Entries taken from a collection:
++++
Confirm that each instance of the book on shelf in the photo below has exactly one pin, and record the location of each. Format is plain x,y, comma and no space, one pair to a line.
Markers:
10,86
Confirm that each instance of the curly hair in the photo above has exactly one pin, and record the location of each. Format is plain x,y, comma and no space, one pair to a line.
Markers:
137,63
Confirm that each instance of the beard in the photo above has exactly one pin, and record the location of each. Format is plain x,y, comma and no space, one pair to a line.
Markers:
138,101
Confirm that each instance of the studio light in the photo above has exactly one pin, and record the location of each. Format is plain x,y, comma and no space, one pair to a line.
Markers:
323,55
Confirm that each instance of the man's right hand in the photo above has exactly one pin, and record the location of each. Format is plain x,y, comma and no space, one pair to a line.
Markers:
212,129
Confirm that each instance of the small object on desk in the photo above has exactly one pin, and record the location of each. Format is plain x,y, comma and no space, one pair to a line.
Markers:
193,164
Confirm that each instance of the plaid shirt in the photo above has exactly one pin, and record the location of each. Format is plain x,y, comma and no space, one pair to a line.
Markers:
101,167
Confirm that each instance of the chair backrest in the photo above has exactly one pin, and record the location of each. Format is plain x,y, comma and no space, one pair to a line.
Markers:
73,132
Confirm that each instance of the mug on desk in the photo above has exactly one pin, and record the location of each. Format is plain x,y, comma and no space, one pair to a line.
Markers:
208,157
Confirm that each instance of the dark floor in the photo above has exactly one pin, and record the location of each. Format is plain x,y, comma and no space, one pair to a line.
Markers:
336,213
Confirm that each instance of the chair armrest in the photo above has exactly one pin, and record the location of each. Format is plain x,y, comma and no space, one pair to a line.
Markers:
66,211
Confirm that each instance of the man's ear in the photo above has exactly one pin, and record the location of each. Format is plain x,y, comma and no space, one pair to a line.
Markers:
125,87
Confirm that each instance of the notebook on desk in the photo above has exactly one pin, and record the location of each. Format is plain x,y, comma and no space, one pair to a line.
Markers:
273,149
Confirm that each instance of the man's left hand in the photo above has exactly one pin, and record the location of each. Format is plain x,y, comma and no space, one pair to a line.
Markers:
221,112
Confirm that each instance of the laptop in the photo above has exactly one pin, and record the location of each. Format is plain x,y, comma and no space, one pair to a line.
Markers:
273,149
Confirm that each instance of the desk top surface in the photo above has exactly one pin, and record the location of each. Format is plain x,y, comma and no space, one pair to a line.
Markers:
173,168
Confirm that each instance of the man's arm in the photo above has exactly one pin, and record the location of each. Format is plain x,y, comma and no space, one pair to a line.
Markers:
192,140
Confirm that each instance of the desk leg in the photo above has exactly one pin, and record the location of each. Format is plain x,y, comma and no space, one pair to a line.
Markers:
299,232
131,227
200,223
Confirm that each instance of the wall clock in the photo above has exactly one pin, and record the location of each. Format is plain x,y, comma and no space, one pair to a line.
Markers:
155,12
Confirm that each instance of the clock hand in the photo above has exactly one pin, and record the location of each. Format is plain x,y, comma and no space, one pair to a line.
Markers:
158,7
++++
> _YOUR INSTRUCTIONS_
Every line above should be printed again exactly as it stands.

> _PROBLEM SOLUTION_
Confirm that each instance of the book on shelf in the photo below has exactly one pin, and record the location of each. Format is plain x,y, comma and no space, one pair to a line.
Markers:
10,86
Confirm that each instance of the curly hair in the photo above has exactly one pin, and record the location of each. Format is plain x,y, comma and no space, one pair to a line.
Markers:
137,63
Confirm that each instance of the beard in the photo above has exactly one pin, and record the location of each. Format is plain x,y, comma and no space, one pair to a line.
Markers:
138,101
Confirm that each instance of the studio light in the photo above has exactly one pin, and record the location of each. Format is plain x,y, comma and no space, one pair to a line.
Markers:
323,55
Confirm that each instance of the man's right hand in the photo above has exactly one pin, and record the location of each. Format is plain x,y, comma and no space, one pair to a line.
Markers:
212,129
Confirm that each instance of the small object on desk in the photo above has exactly one pin, and record the location of each. Format is plain x,y, comma and no space, one pair to a line.
Markers:
193,164
Confirm that each instance of the plaid shirt in the photo above has exactly one pin, and record the location of each. Format is plain x,y, comma and no space, one pair to a line.
Markers:
101,167
Confirm that each instance of the chair backrest in the photo above has exactly one pin, and record the location of each. Format is plain x,y, comma and no space, one pair to a line.
Markers:
73,132
Confirm that each instance of the mug on desk in the photo above has exactly one pin, and record the location of each. Format is plain x,y, comma and no space, one pair to a line.
Markers:
208,157
Confirm that each instance of the dark floor in the photo above has exactly one pin, and record the location of each. Format is plain x,y, comma and no space, one pair to a line.
Markers:
336,213
Confirm that each instance of the chair armrest in the photo above has exactly one pin, and record the location of each. Format is plain x,y, comma and no space, one pair to a line.
Markers:
66,211
Confirm that each instance of the man's ear in the photo above has exactly one pin, and record the location of each. Format is plain x,y, comma and no space, one pair to a line.
Markers:
125,87
Confirm that each instance of the notebook on desk in the photo above has exactly one pin, and record the location of each. Format is plain x,y, comma and no space, one pair to a line.
Markers:
273,149
Confirm that each instance of the man's left hand in the photo above has exactly one pin, and record the location of each. Format is plain x,y, comma and no space, one pair to a line.
Markers:
221,112
Confirm that each instance of the laptop in the photo above has exactly one pin, and record the location of each. Format is plain x,y, comma and no space, one pair to a line.
Markers:
273,149
Confirm that each instance of the desk top surface in the photo above has exactly one pin, and record the location of each. Format is plain x,y, comma and no space, one pair to a line.
Markers:
173,168
Confirm that each instance of the man's arm in the photo above has exactly one pin, and record the location of each. Format is plain x,y, comma and no space, one pair to a line.
Markers:
192,140
Confirm that each instance of the desk leg in the photo above has exactly one pin, and record the location of each. Format is plain x,y, comma and no space, one pair to a line.
Markers:
299,232
131,227
200,223
Confirm that each instance of the wall clock in the photo above has exactly one pin, and record the location of each. Format is plain x,y, comma and no space, one pair to a line.
Markers:
155,12
Confirm that each instance of the clock hand in the photo above has exactly one pin, and record the location of each. Format is plain x,y, comma and no space, one pair to a line.
Markers:
158,7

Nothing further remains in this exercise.